-- Task to complete --
Return each line below that contains the word "hazy". Treat uppercase and lowercase letters as distinct.

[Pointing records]
= = = =

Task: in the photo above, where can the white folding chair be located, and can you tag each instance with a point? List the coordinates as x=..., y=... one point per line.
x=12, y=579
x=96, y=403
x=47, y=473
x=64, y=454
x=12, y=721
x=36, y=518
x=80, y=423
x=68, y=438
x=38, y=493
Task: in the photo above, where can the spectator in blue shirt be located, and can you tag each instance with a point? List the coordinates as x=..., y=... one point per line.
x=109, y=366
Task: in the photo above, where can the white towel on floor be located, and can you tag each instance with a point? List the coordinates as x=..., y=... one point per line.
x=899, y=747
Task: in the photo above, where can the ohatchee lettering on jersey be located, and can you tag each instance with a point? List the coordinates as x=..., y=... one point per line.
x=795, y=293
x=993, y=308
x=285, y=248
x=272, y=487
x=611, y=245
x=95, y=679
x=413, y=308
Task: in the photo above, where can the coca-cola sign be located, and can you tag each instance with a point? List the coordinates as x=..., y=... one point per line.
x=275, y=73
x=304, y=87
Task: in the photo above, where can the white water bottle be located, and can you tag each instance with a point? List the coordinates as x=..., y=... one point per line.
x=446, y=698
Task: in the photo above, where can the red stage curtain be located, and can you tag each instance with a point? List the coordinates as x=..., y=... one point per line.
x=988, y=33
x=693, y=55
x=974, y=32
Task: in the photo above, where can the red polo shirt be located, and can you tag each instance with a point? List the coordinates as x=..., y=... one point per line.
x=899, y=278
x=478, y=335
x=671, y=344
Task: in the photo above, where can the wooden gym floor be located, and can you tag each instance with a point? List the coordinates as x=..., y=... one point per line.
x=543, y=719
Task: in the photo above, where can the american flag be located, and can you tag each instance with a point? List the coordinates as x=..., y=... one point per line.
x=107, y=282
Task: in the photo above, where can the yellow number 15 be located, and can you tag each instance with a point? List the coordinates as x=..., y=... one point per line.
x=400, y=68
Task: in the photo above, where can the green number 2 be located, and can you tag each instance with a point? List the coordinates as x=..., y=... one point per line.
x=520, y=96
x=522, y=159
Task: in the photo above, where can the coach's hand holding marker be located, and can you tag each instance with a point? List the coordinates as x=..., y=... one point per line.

= = = =

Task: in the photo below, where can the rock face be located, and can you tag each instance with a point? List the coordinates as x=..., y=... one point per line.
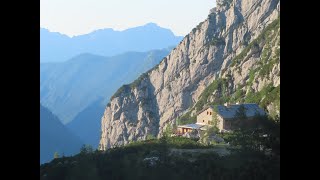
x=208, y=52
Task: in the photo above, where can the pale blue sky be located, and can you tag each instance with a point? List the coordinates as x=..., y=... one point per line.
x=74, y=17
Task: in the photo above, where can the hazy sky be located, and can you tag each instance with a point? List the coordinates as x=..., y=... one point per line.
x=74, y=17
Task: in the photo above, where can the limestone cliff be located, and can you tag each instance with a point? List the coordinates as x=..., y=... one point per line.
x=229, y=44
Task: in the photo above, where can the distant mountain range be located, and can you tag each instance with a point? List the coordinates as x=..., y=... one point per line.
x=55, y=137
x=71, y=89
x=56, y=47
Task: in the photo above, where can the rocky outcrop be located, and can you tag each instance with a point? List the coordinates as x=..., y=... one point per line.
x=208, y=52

= = = =

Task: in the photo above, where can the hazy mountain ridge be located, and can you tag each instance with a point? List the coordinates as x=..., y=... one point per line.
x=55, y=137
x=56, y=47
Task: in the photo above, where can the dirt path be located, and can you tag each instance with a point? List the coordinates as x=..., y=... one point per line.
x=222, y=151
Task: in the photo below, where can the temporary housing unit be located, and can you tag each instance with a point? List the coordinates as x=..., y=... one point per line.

= = = =

-- Answer to this task --
Task: in the photo above, where can the hazy sky be located, and can you tag each instance with a point? List the coordinates as x=..., y=... one point per line.
Task: in the photo above, where can the hazy mountain ridge be located, and can you tag each instance with a point? List the coordinates as x=..., y=... one point per line.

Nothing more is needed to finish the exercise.